What to work on:
**1)** In the provider-native caching text, to what share of the normal input price does Anthropic discount cache-read tokens?
**2)** Translate this sentence from the provider-native caching text into Spanish: "Provider-native caching makes the model call cheaper — the model still runs and generates fresh output, but the input-token cost is reduced."

Last updated:

Provider-native caching

Caching primitives built into the AI provider (Anthropic's cache_control blocks, OpenAI's automatic prompt cache) rather than gateway-layer caching.

How it works

Provider-native caching is a server-side optimisation by the LLM provider (Anthropic, OpenAI, increasingly others) that caches the prefix-attention computation of repeated prompt prefixes. When a request arrives with a prompt prefix the provider has seen recently, the provider serves the cached attention state rather than recomputing it — and discounts the input tokens covered by the cache hit. The discount is substantial: Anthropic discounts cache-read tokens to 10% of the normal input price (a 90% discount); OpenAI discounts cached tokens to 50%.

The mechanic is distinct from gateway-side response caching. Response caching avoids the model call entirely (return a cached response instead). Provider-native caching makes the model call cheaper — the model still runs and generates fresh output, but the input-token cost is reduced. The two layers stack cleanly.

Given records:
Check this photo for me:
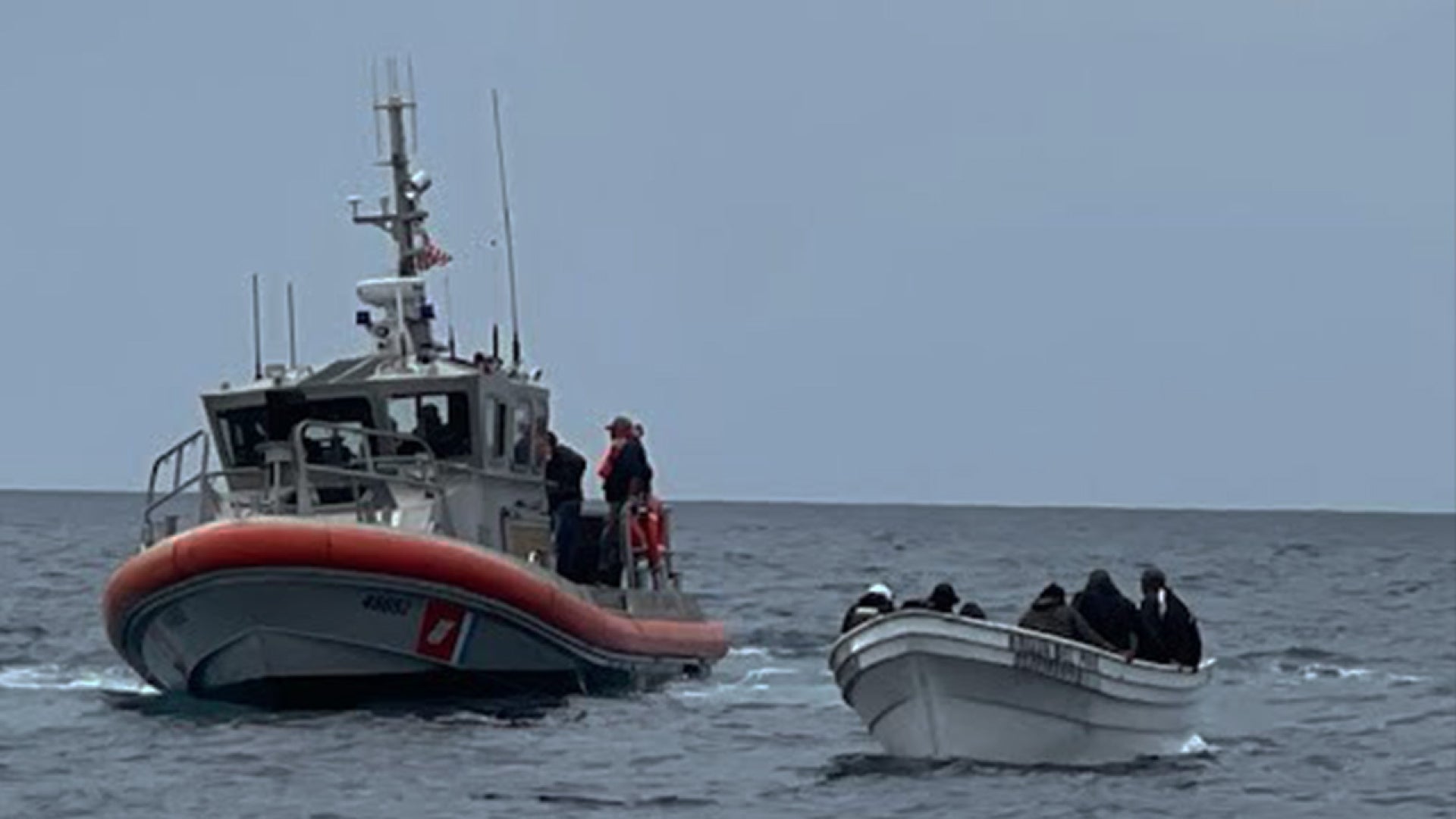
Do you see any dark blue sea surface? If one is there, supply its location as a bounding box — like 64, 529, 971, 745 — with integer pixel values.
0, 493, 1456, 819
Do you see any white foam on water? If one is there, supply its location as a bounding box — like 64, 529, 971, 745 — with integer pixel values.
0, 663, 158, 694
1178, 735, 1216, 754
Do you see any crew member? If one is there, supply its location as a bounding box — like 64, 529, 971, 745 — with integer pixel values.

Expected responses:
**1)** 10% of the normal input price, which is a 90% discount.

**2)** El almacenamiento en caché nativo del proveedor abarata la llamada al modelo: el modelo sigue ejecutándose y genera una salida nueva, pero se reduce el costo de los tokens de entrada.